▶ How to complete this task:
For the string "brown", find every matching line in the records and copy it.

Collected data

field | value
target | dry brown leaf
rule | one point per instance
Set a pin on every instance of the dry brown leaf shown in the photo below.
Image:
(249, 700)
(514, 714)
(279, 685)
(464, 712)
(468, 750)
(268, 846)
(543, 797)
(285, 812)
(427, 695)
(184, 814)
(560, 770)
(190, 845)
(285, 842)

▶ Completed task:
target | dry brown leaf
Set a pin on every instance of the dry brown leaf shown in the photo below.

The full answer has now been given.